### 課題指示 1
提示文について、次の問いに答えてください。
(a) 直次郎が橋の上で見つけたものは何ですか。
(b) 足あとの主が踏んで行った霜は、いつ下りたものですか。
(c) 直次郎が橋を渡るとき、まだ暗い中で聞こえていたのは何の声ですか。
─── 提示文 ───
ふと、直次郎はその橋の上に人の通った足あとをみつけた。
七江ではなかった。
上野とは方向が違う。
夜半から明けがたにかけて下りた霜の上を踏んで行った足あとの主は、こんな早暁に、何の用事で、どこへ向かったものであろうか。
直次郎の心が透明になった。

 世の中は われより先に用のある 人のあしあと橋の上の霜

人の世の苦痛も、ほろ苦さも、俺一人ではなかったと思った。
誰も彼も、それなりに霜を踏んで我が道を歩いて行く。
そう思うことで空しさが消えた訳ではなかった。
しかし歩かねばならなかった。
誰か知らない人の足あとの上を踏んで、直次郎は橋を渡って行った。
風が、僅かに夜明けを感じさせている。
まだ暗い中で、雀の声が聞こえていた。」

 上に引用した小説の最後のくだりは(巻末の解説者も取り上げているが)、それぞれの人生で味わう苦しみをじっと耐え忍んで生きていくしかない事を肌身で感じている主人公の生き様、ひいては人間の生き様をぎゅっと凝縮しており、主題と言えましょう。ドラマ作家としても大活躍の平岩さんらしい、深い味わいの作品であります。
───
### 課題指示 2
以下の記録から、文字列「rice」を含む行をすべて探し出し、各行をそのまま書き写してください。
─── 利用可能な記録 ───
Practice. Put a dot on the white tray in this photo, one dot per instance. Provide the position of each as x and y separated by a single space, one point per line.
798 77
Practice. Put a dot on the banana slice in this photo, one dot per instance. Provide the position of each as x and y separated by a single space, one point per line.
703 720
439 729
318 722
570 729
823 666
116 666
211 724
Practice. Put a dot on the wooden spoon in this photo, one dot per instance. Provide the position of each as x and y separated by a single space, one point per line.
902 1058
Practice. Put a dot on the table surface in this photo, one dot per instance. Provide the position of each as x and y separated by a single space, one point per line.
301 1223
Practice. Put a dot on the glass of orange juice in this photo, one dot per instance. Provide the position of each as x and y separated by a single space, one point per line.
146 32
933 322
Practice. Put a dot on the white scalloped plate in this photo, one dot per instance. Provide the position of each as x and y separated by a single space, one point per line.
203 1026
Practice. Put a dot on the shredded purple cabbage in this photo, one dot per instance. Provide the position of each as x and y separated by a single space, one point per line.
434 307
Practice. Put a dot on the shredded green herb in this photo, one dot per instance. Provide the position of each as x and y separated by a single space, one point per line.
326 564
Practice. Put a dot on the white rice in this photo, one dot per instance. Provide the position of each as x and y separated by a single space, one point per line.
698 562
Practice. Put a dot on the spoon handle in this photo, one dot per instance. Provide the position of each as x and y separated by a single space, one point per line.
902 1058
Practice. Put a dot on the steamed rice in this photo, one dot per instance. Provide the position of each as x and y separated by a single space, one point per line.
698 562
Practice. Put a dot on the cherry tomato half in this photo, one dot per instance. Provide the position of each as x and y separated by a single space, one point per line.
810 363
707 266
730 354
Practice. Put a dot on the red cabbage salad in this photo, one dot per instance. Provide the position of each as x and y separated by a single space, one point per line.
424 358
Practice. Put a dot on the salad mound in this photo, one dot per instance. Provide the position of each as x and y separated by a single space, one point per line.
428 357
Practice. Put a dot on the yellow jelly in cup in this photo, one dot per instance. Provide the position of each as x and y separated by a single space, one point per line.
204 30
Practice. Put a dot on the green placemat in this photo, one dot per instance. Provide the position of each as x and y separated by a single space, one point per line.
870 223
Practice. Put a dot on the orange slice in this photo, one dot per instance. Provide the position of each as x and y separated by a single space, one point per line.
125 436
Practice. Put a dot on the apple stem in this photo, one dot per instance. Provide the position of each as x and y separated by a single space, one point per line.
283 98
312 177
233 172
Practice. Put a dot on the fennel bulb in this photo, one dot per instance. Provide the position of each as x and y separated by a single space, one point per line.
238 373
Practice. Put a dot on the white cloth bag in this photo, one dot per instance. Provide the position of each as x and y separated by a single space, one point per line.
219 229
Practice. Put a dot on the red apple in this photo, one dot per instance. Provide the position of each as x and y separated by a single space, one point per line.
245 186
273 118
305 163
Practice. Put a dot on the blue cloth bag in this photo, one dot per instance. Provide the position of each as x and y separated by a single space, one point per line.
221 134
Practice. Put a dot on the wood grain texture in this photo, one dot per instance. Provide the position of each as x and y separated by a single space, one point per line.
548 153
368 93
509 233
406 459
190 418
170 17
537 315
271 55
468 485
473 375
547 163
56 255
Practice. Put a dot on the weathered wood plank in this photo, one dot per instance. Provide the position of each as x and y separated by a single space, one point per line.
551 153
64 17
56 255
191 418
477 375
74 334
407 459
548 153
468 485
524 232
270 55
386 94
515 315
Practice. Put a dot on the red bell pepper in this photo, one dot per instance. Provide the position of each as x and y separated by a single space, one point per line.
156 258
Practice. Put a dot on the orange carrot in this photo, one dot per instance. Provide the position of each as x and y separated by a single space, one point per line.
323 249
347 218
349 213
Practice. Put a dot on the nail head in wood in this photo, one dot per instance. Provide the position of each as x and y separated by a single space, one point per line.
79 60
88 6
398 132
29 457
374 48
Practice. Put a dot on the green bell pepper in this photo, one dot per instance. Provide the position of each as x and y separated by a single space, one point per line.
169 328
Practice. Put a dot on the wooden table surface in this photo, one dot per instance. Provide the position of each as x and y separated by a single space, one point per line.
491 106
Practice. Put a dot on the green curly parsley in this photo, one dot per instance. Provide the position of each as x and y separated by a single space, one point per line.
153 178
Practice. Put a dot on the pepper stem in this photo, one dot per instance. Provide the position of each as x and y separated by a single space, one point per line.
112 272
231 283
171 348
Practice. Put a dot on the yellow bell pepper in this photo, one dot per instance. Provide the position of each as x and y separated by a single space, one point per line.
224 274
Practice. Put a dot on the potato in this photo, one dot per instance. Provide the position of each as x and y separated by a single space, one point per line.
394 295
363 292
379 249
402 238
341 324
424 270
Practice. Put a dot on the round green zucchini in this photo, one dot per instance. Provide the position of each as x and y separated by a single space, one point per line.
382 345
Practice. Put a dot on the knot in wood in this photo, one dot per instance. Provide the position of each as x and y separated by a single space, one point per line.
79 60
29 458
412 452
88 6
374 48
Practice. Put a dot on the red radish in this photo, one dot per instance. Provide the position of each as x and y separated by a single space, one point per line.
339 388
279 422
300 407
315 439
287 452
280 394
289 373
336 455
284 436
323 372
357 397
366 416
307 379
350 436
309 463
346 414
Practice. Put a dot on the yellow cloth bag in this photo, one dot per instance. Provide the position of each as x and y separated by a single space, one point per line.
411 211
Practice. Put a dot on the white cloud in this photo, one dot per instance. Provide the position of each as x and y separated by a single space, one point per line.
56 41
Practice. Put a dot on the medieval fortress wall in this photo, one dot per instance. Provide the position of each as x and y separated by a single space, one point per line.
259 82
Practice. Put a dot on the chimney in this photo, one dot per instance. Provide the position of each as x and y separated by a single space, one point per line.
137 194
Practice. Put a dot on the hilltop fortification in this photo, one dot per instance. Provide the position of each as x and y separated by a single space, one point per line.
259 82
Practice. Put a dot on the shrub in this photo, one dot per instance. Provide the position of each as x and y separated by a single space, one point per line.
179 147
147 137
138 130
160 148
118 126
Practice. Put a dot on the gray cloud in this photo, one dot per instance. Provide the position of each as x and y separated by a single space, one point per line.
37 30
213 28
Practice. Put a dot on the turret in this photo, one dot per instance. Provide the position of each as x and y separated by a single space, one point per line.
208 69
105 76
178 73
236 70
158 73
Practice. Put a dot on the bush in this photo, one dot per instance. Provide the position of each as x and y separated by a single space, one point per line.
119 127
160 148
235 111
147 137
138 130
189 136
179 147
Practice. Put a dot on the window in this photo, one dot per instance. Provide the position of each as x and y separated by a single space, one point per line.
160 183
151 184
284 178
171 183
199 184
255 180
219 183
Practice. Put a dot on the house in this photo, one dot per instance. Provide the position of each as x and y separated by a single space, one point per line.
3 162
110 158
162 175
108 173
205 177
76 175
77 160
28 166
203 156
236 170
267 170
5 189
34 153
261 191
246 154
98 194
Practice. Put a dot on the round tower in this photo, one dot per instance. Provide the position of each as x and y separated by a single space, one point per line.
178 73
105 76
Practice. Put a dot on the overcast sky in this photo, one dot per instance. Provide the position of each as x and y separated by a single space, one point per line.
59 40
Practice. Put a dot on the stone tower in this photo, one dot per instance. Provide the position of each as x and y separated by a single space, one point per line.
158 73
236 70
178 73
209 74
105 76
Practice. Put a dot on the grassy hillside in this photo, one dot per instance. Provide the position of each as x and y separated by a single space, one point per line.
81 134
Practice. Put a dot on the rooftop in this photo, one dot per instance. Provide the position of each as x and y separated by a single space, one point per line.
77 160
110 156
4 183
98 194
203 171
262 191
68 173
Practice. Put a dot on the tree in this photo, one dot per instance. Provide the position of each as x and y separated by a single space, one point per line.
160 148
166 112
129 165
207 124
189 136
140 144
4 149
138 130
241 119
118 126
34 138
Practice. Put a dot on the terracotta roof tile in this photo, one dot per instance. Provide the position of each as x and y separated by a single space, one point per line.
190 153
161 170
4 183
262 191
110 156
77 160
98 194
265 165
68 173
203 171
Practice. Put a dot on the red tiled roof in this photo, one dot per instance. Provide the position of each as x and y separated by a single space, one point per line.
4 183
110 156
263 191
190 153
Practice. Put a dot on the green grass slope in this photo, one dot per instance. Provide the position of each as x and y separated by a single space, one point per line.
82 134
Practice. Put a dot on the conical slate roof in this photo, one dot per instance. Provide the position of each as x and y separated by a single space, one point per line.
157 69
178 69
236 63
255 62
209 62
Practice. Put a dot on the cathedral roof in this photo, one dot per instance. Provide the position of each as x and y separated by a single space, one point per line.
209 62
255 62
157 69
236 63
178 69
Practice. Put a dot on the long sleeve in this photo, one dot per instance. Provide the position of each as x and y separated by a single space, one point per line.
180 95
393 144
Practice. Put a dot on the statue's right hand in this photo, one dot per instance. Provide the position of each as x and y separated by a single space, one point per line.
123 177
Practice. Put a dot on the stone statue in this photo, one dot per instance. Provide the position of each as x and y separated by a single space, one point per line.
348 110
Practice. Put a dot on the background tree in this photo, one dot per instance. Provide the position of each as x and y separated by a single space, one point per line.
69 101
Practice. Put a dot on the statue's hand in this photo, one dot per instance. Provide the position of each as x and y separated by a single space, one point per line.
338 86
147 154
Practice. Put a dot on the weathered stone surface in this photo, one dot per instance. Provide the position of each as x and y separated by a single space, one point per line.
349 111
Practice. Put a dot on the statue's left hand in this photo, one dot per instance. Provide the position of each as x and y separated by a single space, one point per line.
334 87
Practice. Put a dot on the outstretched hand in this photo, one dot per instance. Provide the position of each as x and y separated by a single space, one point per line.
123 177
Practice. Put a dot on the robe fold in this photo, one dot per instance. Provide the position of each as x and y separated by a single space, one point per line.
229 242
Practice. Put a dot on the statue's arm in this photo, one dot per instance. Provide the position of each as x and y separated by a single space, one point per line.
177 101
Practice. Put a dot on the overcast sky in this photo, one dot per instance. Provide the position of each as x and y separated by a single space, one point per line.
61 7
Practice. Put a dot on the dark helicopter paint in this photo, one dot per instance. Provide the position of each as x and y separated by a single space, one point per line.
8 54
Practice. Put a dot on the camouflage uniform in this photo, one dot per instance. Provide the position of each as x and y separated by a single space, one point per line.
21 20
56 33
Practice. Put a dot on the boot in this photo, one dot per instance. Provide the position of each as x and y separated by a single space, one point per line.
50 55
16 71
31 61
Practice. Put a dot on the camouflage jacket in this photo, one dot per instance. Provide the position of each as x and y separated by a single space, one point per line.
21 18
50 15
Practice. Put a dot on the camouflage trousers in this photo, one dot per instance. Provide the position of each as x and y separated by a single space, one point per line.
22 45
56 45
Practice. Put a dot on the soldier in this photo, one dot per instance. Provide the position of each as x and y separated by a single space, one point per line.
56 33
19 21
───
### 解答例 1
(a) 人の通った足あと
(b) 夜半から明けがたにかけて
(c) 雀の声

### 解答例 2
Practice. Put a dot on the white rice in this photo, one dot per instance. Provide the position of each as x and y separated by a single space, one point per line.
Practice. Put a dot on the steamed rice in this photo, one dot per instance. Provide the position of each as x and y separated by a single space, one point per line.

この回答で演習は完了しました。